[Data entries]
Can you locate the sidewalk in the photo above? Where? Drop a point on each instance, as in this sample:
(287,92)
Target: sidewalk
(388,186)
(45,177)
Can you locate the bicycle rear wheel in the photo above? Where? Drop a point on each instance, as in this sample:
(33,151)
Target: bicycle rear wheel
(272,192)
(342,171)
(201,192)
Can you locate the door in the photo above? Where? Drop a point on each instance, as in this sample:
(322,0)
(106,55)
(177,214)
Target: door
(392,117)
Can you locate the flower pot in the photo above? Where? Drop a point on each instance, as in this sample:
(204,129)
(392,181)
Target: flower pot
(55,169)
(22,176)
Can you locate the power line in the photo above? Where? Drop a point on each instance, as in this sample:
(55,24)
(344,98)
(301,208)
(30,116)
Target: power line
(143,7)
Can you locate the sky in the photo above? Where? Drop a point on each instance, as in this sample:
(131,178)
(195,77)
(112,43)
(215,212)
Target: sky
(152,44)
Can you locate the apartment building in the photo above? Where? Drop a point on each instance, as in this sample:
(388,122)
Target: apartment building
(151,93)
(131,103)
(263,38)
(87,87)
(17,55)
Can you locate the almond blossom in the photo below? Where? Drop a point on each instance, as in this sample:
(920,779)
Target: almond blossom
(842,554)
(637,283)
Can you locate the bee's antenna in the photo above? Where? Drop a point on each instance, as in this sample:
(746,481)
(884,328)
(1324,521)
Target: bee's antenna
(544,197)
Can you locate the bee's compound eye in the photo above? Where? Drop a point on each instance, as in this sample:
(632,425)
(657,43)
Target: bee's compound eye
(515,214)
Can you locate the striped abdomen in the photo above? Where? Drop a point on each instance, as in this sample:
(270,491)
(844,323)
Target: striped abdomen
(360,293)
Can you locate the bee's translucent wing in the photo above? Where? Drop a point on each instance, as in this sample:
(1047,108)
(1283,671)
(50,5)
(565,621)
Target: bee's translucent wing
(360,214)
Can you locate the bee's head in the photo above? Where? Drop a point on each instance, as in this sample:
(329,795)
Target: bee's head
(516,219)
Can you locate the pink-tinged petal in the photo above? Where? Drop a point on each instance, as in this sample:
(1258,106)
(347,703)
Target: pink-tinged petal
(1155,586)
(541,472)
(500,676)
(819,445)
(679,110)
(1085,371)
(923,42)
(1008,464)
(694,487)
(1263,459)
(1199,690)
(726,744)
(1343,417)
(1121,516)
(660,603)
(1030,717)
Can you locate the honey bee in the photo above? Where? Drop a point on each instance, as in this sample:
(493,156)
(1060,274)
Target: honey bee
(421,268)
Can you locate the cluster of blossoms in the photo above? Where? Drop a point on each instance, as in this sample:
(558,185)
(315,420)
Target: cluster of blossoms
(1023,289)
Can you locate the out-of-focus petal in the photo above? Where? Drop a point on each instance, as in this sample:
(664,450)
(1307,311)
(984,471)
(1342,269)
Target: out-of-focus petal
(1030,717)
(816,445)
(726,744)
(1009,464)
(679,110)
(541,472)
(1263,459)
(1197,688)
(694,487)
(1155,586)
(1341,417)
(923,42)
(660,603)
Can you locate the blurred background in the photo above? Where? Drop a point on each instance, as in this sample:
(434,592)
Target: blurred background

» **What the task requires**
If a line in the records above has the word "background", copy it out.

» **Worked solution**
Can you locate the blurred background in the photo above? Where? Drop a point on each instance, as in this sample:
Target: blurred background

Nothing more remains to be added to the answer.